##### Exercise data

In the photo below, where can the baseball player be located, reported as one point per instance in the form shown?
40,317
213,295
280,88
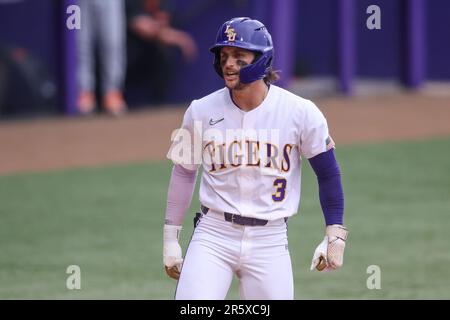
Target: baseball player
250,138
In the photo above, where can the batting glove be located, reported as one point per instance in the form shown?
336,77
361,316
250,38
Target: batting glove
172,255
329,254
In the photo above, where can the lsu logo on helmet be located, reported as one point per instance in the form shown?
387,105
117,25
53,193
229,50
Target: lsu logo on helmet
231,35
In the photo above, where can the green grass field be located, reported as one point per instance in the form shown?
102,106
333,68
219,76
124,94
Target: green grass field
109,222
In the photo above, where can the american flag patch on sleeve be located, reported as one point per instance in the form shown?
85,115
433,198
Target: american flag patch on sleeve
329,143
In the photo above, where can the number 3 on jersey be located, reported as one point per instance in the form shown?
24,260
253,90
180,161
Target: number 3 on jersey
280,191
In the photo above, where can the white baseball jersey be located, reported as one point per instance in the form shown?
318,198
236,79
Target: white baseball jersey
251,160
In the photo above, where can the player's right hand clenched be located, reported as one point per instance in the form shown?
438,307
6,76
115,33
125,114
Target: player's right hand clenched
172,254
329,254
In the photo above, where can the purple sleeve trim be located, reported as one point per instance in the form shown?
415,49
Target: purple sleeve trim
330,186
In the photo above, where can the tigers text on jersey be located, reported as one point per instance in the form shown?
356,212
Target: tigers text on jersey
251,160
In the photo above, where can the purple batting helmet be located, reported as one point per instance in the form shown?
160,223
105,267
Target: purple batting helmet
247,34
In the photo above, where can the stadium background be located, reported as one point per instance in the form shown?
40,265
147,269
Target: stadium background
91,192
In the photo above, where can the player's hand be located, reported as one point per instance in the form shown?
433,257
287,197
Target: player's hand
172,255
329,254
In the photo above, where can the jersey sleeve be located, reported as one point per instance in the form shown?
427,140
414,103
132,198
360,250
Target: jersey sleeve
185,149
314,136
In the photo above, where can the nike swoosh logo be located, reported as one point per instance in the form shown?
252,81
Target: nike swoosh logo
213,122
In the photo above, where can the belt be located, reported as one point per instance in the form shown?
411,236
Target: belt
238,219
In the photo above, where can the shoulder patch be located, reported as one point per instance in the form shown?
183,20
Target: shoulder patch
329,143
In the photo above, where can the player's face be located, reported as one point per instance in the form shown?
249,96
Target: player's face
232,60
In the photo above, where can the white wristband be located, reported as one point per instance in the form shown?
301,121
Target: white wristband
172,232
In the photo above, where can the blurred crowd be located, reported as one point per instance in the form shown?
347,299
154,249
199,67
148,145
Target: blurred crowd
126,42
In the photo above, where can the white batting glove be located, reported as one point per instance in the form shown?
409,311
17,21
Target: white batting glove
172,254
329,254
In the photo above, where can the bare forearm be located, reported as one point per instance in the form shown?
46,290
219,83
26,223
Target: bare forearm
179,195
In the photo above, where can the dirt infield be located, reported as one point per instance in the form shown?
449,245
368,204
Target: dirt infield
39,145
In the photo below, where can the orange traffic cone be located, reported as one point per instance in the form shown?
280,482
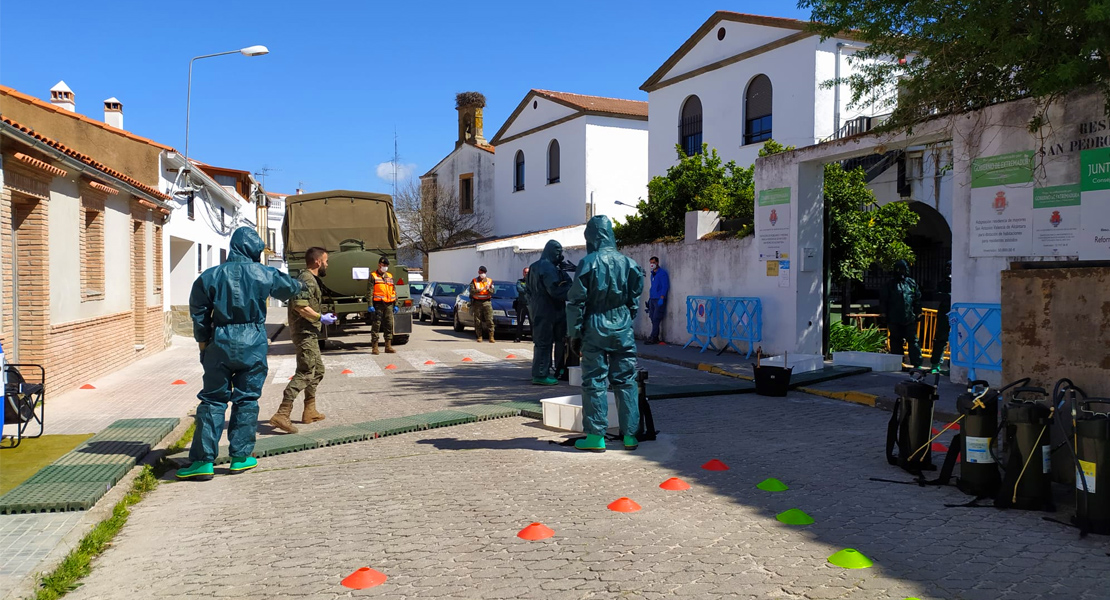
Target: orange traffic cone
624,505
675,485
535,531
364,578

##########

Can you update the data from the line with "In the photo above, where can the dirt" through the end, swapping "dirt infield" for "clay infield" and leaving everything else unchanged? Omit the pictures from your answer.

— Finished task —
In the photo above, where can the clay infield be located, reported as one point per instance in the form shown?
449,245
368,204
Target: clay infield
39,145
In the photo below, where can the orange traffic cone be located, reported as one point per instance in the form shown?
280,482
Target: orange traffic cone
624,505
675,485
535,531
364,578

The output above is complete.